=== PAGE TEXT ===
Water softener trips TPR valve

water-pressure

Recently moved into this place where the previous owner had put the softener on bypass. I’ve reconditioned the whole thing, new seals, scrubbed out the brine tank, new salt…
Come time to hook it up, with fingers and toes crossed with great trepidation I tripped the bypass and started a manual recharge. Everything was going fine, softener was sending water to the drain and getting brine from the tank when all of a sudden KABOOOOOSHKAAAAA! The TPR valve on the hwc blew! Water everywhere.
I’ve changed my shorts, moped the floor, put the softener back on bypass and everything seems fine again but I really want to use this water softener.
Any thoughts? I suspect it was a water hammer, maybe air in the resin tank getting blown out… who knows… but I can’t have that happening once a week at 2Am.
Can I run a hose from the TPR pipe to the drain?
Many thanks.

Best Answer

Dealing with that pesky urge to...expand

Your issue is that the water in a hot water heater expands as it is being heated. This backpressure is normally taken up by the city water supply without issue, as the water in the heater is all still potable (drinkable), and most houses have nothing in their water supply line that would block this backflow of water.
=== LISTED RECORDS ===
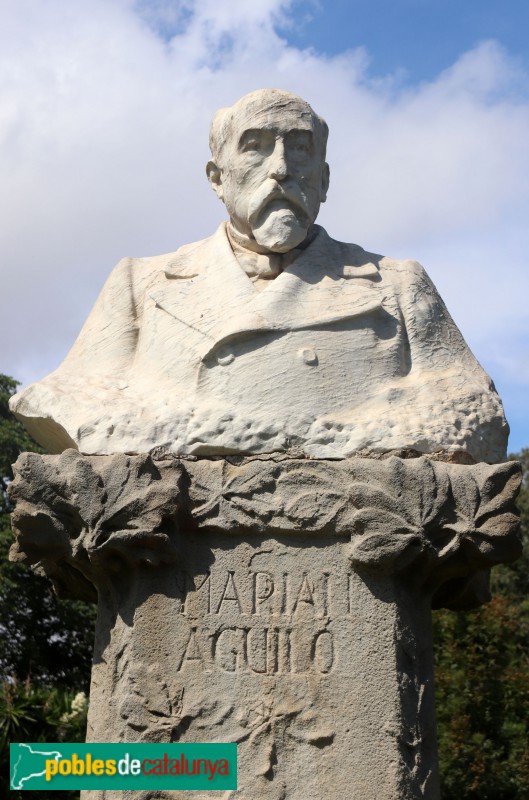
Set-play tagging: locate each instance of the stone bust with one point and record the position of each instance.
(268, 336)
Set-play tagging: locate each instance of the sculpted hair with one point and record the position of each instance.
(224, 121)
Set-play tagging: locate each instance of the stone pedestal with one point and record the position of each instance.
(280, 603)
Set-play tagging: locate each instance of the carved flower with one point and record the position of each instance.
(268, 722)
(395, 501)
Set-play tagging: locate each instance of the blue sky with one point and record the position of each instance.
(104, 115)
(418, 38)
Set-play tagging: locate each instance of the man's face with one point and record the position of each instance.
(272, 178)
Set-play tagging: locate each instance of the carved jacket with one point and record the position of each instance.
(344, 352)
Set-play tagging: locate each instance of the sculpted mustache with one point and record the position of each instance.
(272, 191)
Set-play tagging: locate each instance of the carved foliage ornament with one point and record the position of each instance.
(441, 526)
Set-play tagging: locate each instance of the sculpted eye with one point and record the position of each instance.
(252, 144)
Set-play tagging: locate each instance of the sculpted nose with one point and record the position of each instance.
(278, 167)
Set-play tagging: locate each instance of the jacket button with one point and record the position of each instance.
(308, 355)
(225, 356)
===
## REQUIRED ACTION 1:
Decide whether each statement agrees with the water softener post: (a) the previous owner had left the softener on bypass; (b) after the valve blew, the softener was left connected and running; (c) the answer says most houses have something in the supply line that blocks backflow. For each, answer yes or no and quote the words of the post that decide it.
## REQUIRED ACTION 2:
Resume the water softener post, picking up right after its last sentence.
The lines stand apart from the water softener post and are independent material.

## RESPONSE 1:
(a) Yes: "the previous owner had put the softener on bypass"
(b) No: "put the softener back on bypass"
(c) No: "most houses have nothing in their water supply line that would block this backflow of water"

## RESPONSE 2:
However, some houses have a device on the cold side of the hot water heater that blocks this backpressure, at least some of the time. While the usual culprit is what's called a pressure-reducing valve or PRV, and devices known as backflow preventers also pose this problem when fitted, in your case, the behavior is caused by the water softener shutting off its outlet valve during the regeneration process. With nowhere to go, the water in the tank builds up pressure as it is heated, and eventually the T&P valve on the water heater lets go to relieve this excess pressure down the drain.

Fixing this requires adding an expansion tank in between the water softener and the water heater. This provides a place for the extra volume occupied by the heated water to go, thus mitigating the pressure change and keeping the water heater relief valve from opening in the process.

While you're fixing this plumbing...

There is another fix you need to make to your water heater while you are in re-working the plumbing. Since you have softened water plumbed to your heater, which is highly conductive, your heater's protective anode rod (sacrificial anode) will not last long, as the extra conductivity of the water makes the rod excessively active. And once that rod goes away, there is nothing standing between your water heater tank and rusting away into a giant leak; while typical residential water heater tanks have a thin porcelain-glass lining that acts as primary corrosion protection, this lining is expected to have defects in it that allow water direct access to the tank steel.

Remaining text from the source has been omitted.